• Фото из архива «Амурской правды»
  • Фото из личного архива

Решение матери и пустеющий город

Перед лицом неизвестной опасности каждая семья принимала свое судьбоносное решение. Для семьиАфанасьевых таким решением стала твердая воля матери, которая решила остаться и не отдавать своих детей в эвакуацию. Город замер в тревожном ожидании: кто-то эвакуировался, спешно заколачивая окна и двери. По опустевшим кварталам патрулировала милиция, следившая за порядком.

— Когда только готовились к войне, из Китая к нам стало прибивать трупы китайские по Амуру. Они все нищие такие, в рванье в каком-то. Обычно за спиной руки связаны. Перекрученные ноги соломенными веревками. Их расстреливали или топили, скидывали в Амур. Мы уже поняли, что что-то там неладно. Там свои еще разборки какие-то были в Китае. Маньчжуры воевали с хунхузами. Все боялись, как бы они сюда не пошли, китайцы, со своими разборками, — делится воспоминаниями дитя войны.

Моя мама сказала: «Не отдам я детей в эвакуацию. Если нам суждено умереть, будем умирать все вместе». С этой фразы начался для восьмилетнего Владислава Афанасьева самый страшный август его жизни — август 1945 года, когда Благовещенск готовился к решающему удару по армии Японии. Его воспоминания — это уникальный взгляд на историю глазами ребенка, видевшего и красное от залпов небо, и улыбки пленных японцев.

Зловещую тишину вскоре сменил гул моторов и строевые песни. Благовещенск стремительно наводнялся войсками: тысячами солдат, танками, артиллерией. Владислав Петрович с детским изумлением наблюдал, как город буквально на его глазах переоделся в военную форму. Особенное впечатление на мальчика произвело невероятное количество девушек-военных, которых он раньше и представить не мог в армии.

ЗАДАНИЕ>
Продолжите фрагмент о Благовещенске в августе 1945 года, начав сразу после его последнего предложения. Записи, приведенные далее, к фрагменту о Благовещенске никак не относятся.

ПРЕДОСТАВЛЕННЫЕ ЗАПИСИ>
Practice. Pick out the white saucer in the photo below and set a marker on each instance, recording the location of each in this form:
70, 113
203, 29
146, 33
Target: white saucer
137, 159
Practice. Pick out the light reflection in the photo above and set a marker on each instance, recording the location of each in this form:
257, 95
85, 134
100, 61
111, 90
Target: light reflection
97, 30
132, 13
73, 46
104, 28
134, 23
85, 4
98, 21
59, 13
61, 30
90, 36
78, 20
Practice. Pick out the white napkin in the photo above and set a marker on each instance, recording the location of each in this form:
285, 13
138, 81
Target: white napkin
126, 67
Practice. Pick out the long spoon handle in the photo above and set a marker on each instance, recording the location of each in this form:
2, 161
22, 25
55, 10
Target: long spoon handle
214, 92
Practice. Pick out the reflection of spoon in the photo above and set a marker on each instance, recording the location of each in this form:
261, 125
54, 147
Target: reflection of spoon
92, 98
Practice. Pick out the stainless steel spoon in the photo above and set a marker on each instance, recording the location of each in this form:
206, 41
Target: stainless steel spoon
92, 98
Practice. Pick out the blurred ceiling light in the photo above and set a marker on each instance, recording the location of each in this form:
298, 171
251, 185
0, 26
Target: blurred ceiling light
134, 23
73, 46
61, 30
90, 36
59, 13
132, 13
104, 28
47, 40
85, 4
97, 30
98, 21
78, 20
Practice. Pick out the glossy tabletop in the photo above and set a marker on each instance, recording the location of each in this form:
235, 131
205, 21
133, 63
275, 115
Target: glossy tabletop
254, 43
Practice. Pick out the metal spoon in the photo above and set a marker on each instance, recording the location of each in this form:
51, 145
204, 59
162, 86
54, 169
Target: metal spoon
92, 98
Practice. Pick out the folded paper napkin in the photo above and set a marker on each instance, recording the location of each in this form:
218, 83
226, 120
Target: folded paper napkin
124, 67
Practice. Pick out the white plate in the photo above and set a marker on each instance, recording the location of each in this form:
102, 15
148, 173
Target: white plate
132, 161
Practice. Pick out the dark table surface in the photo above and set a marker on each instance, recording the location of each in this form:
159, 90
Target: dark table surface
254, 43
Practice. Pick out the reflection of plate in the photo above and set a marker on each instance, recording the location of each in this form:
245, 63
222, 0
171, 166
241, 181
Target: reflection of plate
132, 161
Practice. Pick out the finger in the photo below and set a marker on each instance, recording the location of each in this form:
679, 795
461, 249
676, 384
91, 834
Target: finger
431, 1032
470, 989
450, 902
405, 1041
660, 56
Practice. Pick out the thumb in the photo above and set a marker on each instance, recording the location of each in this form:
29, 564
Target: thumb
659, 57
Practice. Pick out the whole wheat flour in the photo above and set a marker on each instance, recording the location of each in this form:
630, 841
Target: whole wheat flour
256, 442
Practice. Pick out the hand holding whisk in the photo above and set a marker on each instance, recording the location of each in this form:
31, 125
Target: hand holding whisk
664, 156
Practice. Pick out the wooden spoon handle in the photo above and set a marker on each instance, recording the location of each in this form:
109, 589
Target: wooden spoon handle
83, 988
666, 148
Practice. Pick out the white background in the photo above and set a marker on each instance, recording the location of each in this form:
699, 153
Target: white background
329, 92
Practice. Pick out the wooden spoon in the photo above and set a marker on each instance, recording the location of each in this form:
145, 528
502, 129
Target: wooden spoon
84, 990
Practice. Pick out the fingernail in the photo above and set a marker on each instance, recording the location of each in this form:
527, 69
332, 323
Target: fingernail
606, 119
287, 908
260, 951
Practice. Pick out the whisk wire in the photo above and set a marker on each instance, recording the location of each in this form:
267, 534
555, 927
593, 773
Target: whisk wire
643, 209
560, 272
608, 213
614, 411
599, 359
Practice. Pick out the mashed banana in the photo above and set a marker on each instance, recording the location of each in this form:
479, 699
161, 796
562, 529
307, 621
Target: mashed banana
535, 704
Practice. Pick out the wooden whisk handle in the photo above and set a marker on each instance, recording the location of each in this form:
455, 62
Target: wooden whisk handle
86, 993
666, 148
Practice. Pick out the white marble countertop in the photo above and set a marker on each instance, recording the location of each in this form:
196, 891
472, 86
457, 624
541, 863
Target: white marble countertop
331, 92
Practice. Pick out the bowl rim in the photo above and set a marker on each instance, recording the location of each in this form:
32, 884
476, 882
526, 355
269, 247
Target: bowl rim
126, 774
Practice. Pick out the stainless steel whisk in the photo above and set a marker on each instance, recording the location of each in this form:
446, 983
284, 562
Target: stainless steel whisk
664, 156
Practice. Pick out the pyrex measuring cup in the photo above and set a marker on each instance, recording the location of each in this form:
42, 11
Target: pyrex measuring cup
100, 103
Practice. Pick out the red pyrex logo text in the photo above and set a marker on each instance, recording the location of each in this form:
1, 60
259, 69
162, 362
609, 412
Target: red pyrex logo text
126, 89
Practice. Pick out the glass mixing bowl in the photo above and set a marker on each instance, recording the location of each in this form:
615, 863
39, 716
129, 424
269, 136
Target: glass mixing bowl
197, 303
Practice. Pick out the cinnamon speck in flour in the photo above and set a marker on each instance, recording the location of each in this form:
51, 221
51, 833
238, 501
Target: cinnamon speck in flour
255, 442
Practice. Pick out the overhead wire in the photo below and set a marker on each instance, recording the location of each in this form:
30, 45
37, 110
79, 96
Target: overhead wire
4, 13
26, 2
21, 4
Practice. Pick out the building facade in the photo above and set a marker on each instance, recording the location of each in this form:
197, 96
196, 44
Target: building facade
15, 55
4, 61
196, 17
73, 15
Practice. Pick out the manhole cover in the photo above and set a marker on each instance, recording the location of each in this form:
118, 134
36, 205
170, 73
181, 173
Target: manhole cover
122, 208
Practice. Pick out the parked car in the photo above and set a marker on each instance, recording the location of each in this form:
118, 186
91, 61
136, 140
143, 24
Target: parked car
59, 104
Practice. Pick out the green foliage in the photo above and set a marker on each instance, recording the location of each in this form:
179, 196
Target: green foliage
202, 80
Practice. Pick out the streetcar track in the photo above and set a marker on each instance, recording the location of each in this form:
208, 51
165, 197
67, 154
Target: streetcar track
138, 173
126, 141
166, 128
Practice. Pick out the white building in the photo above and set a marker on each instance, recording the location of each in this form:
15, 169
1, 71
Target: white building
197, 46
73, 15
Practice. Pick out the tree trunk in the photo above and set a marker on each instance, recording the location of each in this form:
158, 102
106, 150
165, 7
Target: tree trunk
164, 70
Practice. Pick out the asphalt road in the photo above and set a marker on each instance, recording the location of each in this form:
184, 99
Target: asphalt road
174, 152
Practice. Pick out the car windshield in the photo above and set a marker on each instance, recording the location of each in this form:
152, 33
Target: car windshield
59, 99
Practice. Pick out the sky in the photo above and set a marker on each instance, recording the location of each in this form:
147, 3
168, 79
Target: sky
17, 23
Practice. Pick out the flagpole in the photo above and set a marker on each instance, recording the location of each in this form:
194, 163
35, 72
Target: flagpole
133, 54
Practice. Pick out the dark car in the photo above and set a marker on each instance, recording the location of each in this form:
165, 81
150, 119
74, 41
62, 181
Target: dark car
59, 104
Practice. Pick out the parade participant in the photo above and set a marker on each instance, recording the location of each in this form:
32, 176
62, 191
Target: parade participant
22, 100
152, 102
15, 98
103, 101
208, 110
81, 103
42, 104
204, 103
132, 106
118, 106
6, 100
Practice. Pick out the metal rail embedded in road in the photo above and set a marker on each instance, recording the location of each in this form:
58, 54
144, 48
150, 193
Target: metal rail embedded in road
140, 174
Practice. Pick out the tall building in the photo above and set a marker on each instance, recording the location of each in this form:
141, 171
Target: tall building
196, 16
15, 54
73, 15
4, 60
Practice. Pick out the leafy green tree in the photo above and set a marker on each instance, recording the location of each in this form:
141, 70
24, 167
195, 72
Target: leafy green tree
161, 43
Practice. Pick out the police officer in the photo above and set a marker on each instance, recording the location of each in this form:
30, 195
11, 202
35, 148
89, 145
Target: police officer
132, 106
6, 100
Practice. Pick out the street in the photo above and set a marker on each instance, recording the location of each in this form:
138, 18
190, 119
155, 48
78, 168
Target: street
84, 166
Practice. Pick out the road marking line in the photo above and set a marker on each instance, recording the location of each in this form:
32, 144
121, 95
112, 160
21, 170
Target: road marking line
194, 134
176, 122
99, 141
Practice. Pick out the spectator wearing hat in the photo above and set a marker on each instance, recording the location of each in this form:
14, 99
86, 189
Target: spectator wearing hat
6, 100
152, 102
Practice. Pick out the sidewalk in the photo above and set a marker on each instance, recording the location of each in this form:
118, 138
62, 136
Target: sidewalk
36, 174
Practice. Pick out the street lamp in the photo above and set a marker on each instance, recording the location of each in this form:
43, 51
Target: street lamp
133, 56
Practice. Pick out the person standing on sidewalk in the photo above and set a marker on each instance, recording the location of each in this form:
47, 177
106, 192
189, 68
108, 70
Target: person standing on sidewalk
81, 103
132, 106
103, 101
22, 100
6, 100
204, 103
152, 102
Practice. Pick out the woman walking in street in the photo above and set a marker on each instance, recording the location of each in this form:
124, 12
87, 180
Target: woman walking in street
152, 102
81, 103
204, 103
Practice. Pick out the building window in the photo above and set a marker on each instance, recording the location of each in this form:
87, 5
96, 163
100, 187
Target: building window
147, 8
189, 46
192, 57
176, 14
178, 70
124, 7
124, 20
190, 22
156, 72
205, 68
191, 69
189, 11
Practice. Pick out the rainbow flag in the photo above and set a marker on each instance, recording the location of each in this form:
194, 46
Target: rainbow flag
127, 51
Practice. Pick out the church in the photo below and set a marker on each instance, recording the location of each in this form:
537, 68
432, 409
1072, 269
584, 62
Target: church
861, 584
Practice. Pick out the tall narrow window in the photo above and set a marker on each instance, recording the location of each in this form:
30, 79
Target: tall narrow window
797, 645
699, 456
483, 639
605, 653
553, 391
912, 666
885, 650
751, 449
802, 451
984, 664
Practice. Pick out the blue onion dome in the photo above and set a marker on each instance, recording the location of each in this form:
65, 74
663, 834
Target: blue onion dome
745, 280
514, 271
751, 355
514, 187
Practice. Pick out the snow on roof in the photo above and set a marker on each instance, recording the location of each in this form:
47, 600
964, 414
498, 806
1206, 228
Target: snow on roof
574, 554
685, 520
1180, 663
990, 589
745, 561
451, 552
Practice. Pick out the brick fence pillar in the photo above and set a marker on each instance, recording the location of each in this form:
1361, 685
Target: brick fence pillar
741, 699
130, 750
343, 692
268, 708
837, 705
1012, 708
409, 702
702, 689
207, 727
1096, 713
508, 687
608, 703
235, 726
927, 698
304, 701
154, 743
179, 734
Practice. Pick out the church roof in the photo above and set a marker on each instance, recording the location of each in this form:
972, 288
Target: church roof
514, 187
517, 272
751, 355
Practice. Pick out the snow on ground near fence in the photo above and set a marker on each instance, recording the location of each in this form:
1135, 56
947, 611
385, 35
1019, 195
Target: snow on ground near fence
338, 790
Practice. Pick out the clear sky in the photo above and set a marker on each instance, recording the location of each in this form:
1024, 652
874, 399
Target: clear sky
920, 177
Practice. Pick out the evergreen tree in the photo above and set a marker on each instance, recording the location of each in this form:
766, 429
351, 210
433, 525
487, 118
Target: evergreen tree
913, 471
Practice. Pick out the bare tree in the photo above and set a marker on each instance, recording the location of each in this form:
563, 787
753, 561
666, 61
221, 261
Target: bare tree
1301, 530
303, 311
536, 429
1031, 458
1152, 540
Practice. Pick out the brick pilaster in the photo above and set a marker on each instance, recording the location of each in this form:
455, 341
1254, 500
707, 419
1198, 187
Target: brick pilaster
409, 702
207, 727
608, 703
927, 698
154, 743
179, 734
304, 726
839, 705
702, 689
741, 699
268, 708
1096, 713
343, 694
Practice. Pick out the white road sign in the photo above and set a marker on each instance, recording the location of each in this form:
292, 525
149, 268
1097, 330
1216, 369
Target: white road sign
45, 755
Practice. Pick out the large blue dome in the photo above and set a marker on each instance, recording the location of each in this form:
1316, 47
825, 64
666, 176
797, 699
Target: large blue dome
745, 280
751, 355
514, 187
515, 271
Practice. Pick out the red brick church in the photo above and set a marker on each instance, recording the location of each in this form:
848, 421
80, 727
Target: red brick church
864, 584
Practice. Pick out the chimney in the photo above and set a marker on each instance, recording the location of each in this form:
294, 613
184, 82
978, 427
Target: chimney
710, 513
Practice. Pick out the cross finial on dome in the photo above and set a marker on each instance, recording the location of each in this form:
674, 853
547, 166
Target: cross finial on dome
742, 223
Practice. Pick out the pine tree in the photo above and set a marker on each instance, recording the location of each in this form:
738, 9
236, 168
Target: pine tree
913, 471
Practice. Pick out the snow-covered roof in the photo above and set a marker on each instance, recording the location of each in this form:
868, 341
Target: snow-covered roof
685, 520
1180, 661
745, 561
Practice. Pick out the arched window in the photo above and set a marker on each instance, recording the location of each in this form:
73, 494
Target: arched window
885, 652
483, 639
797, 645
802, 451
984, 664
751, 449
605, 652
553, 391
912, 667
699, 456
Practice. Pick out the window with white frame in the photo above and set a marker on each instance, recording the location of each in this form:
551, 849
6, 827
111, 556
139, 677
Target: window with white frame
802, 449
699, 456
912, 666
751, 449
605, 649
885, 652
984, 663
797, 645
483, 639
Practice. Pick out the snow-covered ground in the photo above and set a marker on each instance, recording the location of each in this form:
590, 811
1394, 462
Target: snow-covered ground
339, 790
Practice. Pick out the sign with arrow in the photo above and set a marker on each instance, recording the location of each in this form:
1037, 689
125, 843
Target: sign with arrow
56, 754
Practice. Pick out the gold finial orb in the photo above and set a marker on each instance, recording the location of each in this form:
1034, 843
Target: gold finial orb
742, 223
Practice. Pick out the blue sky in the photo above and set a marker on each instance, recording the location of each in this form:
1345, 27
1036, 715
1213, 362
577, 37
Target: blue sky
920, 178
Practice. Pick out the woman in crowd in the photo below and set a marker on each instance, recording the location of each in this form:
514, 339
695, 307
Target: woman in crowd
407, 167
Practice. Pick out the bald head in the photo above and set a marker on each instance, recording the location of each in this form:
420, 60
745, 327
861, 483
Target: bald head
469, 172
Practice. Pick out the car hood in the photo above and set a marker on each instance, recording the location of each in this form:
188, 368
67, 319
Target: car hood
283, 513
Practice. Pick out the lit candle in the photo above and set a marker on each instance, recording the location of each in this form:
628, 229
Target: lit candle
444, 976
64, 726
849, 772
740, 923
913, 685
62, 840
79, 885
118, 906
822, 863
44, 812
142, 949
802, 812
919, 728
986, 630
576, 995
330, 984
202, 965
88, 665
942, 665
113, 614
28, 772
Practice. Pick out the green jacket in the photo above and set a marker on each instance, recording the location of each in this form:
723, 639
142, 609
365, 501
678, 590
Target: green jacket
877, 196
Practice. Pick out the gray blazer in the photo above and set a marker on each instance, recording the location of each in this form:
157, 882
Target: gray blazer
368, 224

ВЫПОЛНЕННОЕ ЗАДАНИЕ>
— Кровь с молоком, все ордена лежат на грудях. Смотришь — загляденье! Это потом стали ордена не лежать на грудях, а висеть. Голод настал, — вспоминает Владислав Петрович.

Дом Афанасьевых: островок мирной жизни

Их большой дом с красивым парадным входом стал магнитом для солдат, изголодавшихся по простому домашнему уюту. Военные часто приносили с собой трофейные продукты, вино, водку и японское саке. Ночные посиделки военных в городе могли заканчиваться стрельбой, родители Владислава больше боялись шальных пуль от своих же, чем вражеских налетов.

«Потом спускаюсь по лестнице, а там уже мать с ремнем. Боялась за меня. Говорит: «А если он бомбу бросит. Все прячутся в подвал, а они на крышу лезут!»

Для детей война часто представлялась захватывающим приключением. Мальчишки научились с первого взгляда определять японские самолеты по желтым кругам на боках и, вопреки всеобщей панике, вместо того чтобы прятаться в подвал, забирались на крыши, чтобы посмотреть на бой.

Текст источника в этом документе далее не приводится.